BEGIN RECORDS FOR THIS EXERCISE

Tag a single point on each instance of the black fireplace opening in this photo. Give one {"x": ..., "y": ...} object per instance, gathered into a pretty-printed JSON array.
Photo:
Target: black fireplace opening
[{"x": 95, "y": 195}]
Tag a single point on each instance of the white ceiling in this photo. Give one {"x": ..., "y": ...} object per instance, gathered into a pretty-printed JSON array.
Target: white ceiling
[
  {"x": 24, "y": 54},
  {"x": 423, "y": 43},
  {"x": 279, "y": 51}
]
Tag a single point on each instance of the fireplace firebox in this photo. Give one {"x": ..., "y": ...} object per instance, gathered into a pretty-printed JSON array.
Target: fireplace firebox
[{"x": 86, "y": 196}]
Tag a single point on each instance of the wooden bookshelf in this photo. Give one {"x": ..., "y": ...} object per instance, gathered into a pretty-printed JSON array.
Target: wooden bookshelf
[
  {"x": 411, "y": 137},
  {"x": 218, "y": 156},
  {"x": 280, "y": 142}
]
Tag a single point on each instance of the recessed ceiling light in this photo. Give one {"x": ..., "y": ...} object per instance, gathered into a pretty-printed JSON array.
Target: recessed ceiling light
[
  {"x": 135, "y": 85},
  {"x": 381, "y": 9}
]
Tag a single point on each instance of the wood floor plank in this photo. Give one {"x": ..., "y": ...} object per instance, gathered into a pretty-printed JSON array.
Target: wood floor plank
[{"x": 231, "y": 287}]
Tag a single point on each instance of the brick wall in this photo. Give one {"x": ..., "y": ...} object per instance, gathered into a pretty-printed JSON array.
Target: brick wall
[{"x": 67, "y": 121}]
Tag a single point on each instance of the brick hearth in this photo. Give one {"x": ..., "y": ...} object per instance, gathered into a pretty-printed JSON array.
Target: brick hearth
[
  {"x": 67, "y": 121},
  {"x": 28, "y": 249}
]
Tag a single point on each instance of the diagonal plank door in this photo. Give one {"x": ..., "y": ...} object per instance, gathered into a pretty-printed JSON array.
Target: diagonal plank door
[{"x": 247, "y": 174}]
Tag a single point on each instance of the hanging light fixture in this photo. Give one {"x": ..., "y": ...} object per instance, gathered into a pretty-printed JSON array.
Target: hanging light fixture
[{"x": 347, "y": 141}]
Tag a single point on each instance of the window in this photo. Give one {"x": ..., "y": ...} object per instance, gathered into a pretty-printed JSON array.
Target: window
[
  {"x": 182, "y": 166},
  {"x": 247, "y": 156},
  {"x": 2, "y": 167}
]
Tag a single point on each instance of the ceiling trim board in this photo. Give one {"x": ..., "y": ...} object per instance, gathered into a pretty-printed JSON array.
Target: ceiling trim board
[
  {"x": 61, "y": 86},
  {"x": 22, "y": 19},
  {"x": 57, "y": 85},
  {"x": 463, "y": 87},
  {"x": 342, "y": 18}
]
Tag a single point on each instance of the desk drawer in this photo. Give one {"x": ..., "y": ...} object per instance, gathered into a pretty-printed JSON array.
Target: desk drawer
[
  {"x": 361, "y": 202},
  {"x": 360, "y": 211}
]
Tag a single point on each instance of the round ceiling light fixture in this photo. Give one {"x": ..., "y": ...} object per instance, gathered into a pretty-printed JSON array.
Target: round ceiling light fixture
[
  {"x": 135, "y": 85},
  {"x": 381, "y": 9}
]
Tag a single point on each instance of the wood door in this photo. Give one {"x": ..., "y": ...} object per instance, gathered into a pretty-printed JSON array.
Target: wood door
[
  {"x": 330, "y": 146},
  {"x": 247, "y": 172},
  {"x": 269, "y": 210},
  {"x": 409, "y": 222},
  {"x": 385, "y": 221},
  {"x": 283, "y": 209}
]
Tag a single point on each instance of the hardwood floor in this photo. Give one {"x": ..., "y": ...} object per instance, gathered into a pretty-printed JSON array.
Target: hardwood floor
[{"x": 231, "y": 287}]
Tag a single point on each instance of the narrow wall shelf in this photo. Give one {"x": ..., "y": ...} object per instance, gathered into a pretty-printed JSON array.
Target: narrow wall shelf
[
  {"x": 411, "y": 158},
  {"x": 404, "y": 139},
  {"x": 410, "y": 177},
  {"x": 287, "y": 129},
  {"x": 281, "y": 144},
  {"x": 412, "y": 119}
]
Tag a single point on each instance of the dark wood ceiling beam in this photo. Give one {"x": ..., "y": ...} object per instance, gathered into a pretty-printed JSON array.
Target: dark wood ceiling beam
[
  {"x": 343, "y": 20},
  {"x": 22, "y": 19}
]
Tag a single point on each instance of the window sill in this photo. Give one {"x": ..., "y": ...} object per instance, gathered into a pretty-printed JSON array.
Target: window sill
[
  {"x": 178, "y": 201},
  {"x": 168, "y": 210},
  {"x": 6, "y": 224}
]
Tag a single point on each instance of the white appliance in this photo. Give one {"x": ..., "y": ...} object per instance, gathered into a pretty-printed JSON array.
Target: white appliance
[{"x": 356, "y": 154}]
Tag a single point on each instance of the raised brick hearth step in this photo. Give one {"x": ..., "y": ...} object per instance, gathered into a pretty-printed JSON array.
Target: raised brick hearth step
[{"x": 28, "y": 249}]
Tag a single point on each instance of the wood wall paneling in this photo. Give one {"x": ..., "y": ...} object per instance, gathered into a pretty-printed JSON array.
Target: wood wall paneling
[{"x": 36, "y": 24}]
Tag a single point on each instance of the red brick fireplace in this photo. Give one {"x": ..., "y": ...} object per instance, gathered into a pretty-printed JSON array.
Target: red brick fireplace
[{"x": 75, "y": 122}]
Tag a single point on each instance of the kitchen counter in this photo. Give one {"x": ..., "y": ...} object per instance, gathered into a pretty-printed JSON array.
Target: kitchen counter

END RECORDS FOR THIS EXERCISE

_TASK TO COMPLETE_
Return every line of the records in which the word "counter" is found.

_SOLUTION TO THE PROBLEM_
Tag a single point on each instance of the kitchen counter in this photo. Give one {"x": ..., "y": ...} object per instance, gathered into a pretty-printed JSON array.
Target: kitchen counter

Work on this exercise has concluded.